**Directions:** Change "Query" to "Target" in the records from their start up to and including the line with "column 861, row 585", keeping everything else as it stands. Return only those lines, with the pictures left out.
** START **
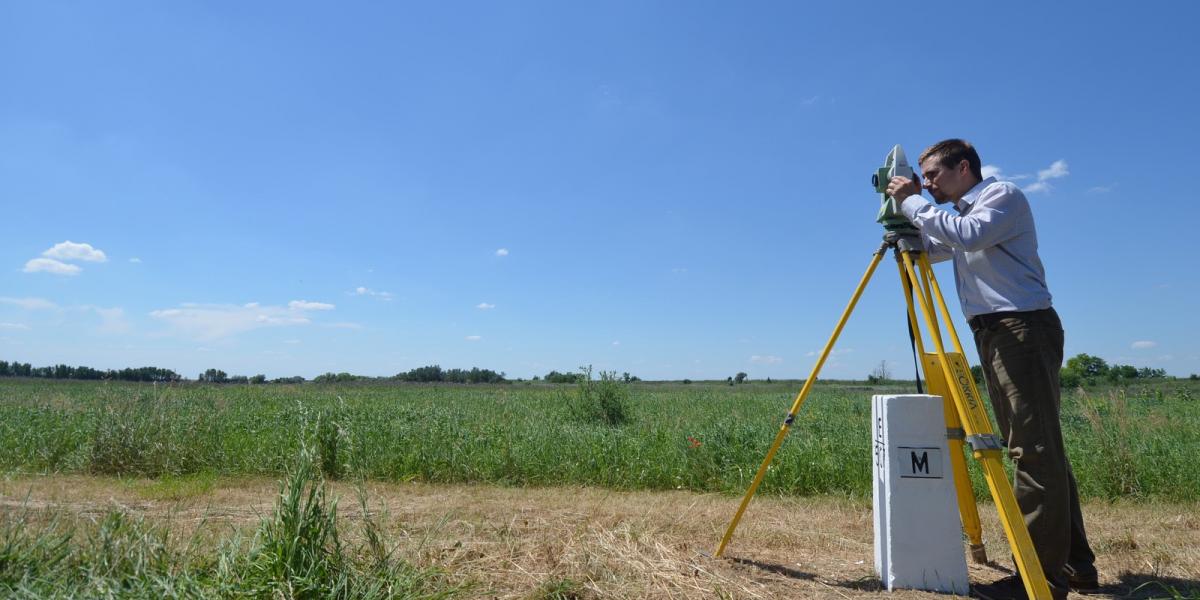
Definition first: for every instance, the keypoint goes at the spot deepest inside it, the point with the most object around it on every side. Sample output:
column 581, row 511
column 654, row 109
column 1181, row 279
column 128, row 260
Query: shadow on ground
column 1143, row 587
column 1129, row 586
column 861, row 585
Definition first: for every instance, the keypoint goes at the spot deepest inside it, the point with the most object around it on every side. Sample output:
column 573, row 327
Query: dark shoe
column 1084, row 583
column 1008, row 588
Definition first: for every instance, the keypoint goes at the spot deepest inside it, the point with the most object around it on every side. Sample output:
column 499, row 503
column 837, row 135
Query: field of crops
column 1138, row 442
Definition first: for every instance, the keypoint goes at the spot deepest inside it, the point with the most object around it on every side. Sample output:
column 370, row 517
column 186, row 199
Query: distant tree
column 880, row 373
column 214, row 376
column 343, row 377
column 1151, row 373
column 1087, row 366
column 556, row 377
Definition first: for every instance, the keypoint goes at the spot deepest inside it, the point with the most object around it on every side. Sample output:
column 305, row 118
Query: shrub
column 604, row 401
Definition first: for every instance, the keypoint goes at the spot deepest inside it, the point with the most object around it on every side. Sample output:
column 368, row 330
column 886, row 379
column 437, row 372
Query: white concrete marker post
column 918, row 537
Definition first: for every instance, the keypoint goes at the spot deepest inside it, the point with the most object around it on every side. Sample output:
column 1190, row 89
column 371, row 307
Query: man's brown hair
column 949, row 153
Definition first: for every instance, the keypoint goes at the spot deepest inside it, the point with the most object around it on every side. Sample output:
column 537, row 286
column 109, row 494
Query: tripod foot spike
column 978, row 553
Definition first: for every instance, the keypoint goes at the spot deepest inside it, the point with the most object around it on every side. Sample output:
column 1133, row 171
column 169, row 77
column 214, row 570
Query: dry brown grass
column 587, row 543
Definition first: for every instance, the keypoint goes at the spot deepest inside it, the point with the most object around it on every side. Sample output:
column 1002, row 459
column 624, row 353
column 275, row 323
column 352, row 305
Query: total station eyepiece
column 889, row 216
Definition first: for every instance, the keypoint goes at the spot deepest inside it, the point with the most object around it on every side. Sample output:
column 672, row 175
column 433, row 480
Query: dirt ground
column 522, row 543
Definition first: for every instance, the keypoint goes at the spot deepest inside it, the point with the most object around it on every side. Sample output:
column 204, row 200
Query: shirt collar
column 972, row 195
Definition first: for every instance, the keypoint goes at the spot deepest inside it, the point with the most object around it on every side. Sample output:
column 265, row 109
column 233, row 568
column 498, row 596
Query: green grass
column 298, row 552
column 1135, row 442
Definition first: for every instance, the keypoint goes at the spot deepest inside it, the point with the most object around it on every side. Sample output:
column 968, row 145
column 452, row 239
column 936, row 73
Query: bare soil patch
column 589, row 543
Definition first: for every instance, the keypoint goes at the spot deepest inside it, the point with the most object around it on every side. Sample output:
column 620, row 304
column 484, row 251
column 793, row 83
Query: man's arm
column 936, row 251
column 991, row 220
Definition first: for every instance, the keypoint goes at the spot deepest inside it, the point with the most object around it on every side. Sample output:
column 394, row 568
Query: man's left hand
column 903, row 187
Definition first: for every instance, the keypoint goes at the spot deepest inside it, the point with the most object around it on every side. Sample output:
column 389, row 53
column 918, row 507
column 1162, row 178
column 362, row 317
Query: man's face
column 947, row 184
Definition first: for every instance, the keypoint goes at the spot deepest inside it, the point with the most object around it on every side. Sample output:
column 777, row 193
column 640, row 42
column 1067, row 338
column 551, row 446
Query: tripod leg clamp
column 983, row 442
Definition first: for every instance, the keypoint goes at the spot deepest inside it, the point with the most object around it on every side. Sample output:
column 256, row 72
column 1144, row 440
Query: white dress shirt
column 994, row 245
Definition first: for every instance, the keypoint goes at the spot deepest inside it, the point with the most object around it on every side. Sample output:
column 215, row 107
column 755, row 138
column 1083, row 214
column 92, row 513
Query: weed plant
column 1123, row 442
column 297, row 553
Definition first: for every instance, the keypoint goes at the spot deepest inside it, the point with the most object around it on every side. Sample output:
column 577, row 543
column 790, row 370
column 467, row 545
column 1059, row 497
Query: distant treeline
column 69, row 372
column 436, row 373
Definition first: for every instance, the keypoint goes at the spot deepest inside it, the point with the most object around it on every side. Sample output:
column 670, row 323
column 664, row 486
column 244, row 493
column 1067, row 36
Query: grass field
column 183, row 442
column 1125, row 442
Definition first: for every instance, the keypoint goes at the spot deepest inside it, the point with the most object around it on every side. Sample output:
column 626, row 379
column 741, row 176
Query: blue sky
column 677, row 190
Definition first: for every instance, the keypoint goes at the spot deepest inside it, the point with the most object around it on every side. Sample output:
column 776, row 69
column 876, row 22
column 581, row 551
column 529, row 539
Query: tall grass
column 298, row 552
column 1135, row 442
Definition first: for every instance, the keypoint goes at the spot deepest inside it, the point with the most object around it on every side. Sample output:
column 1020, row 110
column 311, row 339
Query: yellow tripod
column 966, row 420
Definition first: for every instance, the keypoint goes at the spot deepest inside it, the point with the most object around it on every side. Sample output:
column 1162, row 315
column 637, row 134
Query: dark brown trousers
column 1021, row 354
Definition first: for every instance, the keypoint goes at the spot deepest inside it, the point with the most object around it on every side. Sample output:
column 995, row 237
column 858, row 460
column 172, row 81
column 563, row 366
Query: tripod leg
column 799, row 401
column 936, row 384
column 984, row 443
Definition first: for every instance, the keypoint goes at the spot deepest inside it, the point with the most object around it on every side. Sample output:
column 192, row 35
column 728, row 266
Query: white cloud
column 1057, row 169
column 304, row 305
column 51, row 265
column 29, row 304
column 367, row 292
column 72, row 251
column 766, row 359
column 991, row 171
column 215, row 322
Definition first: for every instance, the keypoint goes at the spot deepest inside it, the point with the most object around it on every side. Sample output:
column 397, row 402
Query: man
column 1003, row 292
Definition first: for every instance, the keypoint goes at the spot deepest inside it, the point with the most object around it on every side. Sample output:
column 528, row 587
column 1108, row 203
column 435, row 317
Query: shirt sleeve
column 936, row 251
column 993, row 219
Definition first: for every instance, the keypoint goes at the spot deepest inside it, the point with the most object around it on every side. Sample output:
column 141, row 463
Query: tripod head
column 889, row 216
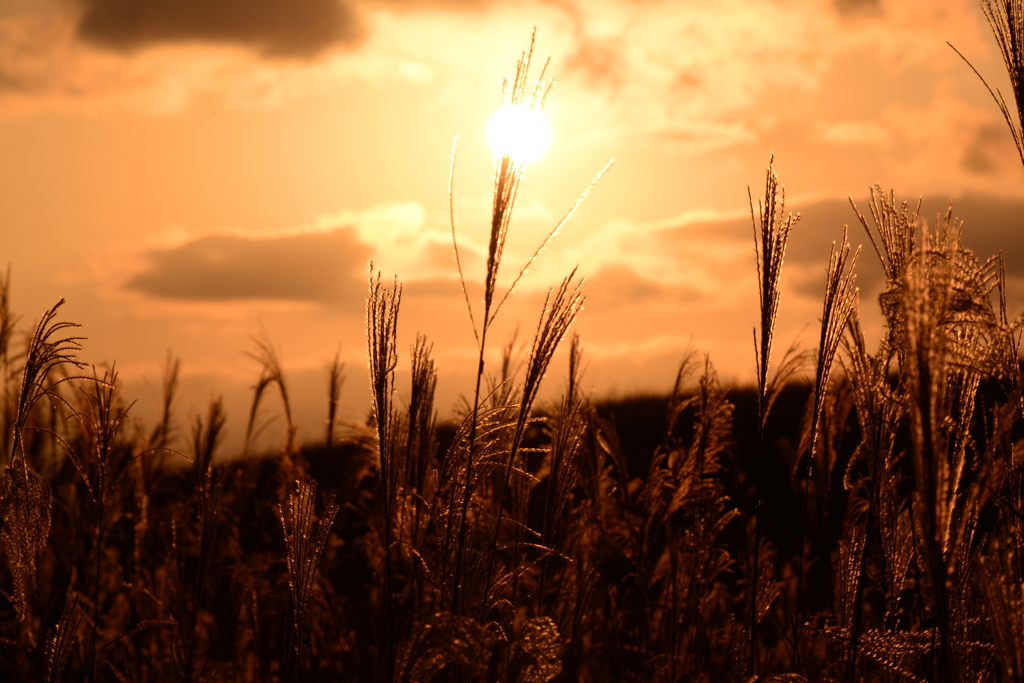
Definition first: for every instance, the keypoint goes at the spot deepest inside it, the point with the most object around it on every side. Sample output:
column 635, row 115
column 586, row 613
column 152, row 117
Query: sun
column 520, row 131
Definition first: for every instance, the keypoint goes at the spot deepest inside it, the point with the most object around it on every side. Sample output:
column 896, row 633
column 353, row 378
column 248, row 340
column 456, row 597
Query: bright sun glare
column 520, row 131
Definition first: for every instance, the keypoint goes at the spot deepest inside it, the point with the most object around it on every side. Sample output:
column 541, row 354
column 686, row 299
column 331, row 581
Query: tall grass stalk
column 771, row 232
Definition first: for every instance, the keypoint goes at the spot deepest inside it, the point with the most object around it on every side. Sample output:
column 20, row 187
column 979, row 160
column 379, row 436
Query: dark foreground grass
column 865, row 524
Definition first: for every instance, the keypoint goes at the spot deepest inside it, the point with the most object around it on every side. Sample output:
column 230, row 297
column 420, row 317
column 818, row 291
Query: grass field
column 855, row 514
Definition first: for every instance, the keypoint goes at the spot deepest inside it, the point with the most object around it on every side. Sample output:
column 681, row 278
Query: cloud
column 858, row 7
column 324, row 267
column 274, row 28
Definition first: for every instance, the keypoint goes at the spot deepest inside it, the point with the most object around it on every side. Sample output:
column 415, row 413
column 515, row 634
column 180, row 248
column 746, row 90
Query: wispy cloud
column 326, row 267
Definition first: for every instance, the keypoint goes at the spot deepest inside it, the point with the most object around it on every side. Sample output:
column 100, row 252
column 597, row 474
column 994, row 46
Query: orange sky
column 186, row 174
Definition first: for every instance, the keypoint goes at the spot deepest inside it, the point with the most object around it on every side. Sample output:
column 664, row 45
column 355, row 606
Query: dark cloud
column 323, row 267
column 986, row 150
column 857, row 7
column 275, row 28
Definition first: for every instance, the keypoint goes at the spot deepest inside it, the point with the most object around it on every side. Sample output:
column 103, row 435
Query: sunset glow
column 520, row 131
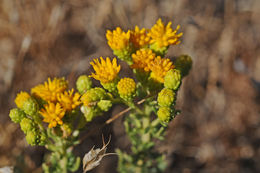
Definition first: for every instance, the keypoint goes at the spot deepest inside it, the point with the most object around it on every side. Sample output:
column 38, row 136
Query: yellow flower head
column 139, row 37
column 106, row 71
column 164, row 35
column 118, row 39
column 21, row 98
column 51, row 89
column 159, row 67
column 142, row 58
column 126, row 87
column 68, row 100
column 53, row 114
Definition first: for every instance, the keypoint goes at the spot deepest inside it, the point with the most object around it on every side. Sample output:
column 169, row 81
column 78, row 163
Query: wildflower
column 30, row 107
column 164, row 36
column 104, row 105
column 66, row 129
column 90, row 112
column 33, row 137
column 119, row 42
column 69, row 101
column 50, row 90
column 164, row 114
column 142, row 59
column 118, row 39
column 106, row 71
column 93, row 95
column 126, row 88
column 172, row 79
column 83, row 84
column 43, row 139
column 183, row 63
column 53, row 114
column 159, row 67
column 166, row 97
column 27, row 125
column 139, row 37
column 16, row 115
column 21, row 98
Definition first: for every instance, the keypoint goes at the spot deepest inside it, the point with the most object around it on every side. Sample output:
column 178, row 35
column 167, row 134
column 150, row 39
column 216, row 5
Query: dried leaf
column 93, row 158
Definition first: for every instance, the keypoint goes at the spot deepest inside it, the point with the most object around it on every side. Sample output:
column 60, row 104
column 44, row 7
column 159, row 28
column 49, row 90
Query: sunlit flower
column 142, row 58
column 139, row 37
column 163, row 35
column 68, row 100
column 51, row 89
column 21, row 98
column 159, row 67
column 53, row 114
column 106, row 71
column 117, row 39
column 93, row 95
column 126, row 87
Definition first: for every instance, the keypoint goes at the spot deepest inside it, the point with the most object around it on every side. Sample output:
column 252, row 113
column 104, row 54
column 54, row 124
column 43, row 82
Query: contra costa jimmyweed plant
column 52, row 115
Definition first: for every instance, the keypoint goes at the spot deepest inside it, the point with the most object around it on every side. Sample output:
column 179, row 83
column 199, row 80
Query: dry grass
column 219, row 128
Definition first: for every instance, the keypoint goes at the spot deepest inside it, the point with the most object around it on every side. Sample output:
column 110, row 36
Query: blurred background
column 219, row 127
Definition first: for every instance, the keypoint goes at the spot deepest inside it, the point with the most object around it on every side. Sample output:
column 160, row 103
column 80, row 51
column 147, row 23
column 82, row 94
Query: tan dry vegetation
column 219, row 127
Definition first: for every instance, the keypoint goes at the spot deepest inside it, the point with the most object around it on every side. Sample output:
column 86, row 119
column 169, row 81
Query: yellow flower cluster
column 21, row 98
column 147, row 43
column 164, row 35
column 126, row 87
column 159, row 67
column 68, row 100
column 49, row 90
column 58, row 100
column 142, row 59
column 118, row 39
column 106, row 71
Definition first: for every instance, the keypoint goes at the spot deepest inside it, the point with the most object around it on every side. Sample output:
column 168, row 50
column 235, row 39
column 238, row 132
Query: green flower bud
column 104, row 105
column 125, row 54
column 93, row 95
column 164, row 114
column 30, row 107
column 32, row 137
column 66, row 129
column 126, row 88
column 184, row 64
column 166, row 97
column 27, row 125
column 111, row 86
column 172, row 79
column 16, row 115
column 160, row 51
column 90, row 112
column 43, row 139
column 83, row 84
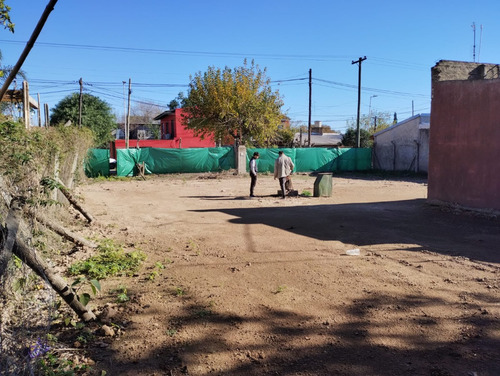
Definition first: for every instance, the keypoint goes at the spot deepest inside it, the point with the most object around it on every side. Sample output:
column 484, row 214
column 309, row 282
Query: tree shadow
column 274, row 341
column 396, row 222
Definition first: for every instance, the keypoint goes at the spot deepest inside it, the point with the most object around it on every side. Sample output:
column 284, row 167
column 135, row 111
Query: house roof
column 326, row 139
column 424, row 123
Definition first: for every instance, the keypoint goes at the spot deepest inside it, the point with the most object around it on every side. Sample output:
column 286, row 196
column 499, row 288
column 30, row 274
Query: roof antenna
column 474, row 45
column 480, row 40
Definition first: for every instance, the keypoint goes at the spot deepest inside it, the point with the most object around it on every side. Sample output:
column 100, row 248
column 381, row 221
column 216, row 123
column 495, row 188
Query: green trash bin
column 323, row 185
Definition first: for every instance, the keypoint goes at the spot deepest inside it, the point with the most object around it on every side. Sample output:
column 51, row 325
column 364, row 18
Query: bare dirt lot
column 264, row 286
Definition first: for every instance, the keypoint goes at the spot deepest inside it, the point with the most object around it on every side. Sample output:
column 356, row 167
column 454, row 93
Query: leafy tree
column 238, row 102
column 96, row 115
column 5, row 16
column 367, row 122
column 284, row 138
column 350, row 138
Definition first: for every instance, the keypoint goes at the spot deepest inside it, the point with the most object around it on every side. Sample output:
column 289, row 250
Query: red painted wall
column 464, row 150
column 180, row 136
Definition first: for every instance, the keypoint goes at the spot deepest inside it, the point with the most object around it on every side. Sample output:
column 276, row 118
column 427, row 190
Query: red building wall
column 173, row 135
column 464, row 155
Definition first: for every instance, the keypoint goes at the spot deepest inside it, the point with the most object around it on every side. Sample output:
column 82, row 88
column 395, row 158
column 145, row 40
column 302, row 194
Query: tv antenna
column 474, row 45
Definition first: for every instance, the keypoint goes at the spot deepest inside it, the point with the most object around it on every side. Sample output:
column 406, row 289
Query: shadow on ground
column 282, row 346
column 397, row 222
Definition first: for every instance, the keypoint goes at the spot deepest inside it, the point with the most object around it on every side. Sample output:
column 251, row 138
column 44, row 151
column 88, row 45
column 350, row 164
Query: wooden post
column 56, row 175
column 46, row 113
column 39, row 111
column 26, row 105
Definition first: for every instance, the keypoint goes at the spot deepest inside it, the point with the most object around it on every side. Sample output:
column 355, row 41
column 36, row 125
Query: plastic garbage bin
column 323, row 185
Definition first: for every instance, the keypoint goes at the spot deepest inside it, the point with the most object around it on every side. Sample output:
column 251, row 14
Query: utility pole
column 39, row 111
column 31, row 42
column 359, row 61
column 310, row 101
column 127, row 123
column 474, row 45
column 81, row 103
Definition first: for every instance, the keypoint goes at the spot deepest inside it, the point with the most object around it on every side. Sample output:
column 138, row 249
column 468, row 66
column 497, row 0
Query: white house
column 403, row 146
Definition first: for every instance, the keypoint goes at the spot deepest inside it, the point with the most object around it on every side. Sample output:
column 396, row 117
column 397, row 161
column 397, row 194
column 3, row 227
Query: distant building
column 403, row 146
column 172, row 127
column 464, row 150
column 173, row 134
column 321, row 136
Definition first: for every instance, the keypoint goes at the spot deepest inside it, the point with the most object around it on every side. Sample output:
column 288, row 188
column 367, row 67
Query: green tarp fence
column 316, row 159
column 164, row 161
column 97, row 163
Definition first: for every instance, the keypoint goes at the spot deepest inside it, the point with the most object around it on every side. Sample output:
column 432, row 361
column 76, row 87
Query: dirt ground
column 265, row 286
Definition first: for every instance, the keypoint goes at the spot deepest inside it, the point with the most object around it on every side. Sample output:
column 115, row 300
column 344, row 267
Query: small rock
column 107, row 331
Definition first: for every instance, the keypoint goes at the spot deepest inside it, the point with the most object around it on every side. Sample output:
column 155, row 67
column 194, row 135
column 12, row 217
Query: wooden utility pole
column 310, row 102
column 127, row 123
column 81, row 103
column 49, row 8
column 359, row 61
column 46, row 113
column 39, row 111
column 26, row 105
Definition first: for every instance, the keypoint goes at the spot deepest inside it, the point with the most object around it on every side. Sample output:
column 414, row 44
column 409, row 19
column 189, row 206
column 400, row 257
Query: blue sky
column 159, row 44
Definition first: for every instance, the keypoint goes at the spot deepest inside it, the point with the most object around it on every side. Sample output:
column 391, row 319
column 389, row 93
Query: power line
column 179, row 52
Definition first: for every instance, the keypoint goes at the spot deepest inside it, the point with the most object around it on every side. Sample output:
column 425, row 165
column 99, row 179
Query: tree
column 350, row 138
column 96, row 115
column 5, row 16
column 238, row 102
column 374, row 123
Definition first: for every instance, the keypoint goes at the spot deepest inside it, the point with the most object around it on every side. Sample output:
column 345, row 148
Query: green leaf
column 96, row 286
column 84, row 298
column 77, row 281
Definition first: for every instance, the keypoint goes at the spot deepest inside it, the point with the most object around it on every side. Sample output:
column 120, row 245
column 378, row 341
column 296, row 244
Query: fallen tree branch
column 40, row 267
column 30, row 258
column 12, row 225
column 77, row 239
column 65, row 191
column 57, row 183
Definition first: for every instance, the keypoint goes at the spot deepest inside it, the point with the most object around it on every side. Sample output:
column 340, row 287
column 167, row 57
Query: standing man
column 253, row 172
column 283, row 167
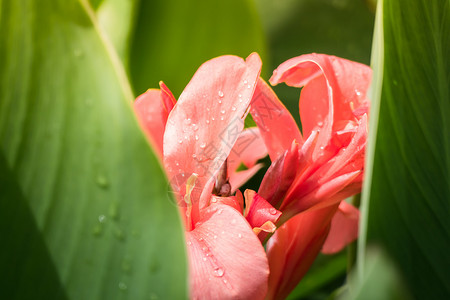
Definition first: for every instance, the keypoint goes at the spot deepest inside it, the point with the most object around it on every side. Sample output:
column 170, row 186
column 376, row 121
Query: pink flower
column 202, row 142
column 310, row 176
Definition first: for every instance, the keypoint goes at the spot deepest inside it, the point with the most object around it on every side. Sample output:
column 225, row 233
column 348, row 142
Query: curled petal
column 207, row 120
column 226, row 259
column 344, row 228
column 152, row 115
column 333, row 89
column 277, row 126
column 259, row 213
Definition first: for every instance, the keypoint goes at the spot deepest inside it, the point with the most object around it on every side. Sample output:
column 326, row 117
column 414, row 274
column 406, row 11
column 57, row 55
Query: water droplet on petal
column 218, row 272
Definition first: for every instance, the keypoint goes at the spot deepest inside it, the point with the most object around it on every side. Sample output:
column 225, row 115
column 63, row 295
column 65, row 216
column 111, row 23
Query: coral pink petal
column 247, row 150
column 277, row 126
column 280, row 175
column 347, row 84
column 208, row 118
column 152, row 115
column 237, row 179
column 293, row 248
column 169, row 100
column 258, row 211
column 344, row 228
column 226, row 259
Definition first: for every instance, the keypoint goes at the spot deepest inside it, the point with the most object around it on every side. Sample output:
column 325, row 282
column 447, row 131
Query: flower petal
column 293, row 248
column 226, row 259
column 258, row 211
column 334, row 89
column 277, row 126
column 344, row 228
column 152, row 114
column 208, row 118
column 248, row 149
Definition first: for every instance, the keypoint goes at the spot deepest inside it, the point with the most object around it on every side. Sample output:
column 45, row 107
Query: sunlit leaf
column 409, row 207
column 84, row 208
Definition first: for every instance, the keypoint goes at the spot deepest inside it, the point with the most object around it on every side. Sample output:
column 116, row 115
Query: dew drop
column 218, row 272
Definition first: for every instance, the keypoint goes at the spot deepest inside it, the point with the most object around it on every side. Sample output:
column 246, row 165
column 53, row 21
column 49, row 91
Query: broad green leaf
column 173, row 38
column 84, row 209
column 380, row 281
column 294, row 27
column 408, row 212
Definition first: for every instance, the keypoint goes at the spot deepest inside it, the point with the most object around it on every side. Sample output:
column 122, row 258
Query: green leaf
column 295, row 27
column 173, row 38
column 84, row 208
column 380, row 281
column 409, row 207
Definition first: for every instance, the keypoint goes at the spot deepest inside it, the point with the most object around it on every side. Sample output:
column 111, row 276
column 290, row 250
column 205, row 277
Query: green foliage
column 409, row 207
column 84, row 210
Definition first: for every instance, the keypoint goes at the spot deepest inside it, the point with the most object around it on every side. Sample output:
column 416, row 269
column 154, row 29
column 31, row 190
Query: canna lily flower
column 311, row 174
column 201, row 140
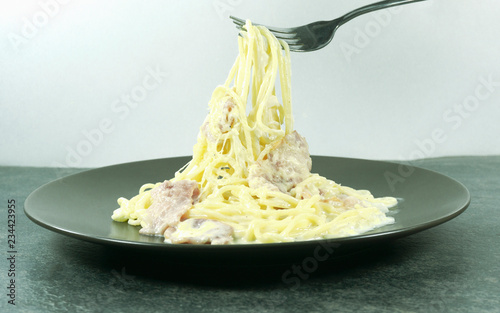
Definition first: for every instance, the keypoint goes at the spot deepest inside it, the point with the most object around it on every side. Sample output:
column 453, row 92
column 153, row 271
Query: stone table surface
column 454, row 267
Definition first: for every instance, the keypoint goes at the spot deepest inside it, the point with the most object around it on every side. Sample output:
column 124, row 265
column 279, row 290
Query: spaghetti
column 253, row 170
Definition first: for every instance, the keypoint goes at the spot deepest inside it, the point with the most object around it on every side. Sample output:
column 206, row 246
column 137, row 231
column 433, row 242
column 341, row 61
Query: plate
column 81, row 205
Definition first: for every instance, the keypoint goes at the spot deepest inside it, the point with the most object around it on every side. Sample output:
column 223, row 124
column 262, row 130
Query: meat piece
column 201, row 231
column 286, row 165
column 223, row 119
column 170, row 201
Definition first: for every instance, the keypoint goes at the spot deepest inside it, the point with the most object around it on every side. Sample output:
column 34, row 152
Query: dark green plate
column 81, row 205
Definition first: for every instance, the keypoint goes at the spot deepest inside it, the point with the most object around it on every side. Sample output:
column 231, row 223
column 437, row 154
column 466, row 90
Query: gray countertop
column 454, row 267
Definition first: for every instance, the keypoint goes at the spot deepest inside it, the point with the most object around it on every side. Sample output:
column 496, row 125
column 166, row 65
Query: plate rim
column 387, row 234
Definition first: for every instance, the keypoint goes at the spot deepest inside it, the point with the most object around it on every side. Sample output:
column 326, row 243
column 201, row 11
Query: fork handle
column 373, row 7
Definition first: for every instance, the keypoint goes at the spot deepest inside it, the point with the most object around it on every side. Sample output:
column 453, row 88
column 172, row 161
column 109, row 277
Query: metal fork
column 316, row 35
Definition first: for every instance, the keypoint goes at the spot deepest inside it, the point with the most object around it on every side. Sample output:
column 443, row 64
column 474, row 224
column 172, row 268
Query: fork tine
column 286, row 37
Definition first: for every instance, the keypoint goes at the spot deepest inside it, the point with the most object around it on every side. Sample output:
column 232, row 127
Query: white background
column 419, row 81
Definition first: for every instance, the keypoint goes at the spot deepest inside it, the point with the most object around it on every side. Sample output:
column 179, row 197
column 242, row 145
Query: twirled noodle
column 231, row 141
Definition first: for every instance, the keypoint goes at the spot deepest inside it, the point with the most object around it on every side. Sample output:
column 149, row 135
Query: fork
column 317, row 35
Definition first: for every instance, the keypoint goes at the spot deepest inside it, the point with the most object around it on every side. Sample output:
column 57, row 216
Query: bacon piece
** END **
**Task answer:**
Definition first: for every instance, the keypoint goes at the spot deepest inside it, the point with the most object around it on every side. Sample output:
column 581, row 511
column 654, row 109
column 1181, row 279
column 128, row 260
Target: shadow on ground
column 1143, row 587
column 1129, row 586
column 861, row 585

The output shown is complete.